**Your goal**
Write out all of the entries below word for word.

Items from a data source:
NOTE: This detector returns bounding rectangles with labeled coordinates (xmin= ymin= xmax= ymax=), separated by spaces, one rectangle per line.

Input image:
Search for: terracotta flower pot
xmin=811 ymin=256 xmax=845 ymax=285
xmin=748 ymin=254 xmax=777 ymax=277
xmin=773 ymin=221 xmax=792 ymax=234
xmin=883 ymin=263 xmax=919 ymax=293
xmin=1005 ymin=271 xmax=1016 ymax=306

**Solution**
NOTE: This detector returns bounding rectangles with labeled coordinates (xmin= ymin= xmax= ymax=), separated by spaces, one rectangle per line.

Input image:
Search for: terracotta flower pot
xmin=811 ymin=256 xmax=845 ymax=285
xmin=748 ymin=254 xmax=777 ymax=277
xmin=773 ymin=221 xmax=792 ymax=234
xmin=883 ymin=263 xmax=919 ymax=293
xmin=1005 ymin=271 xmax=1016 ymax=306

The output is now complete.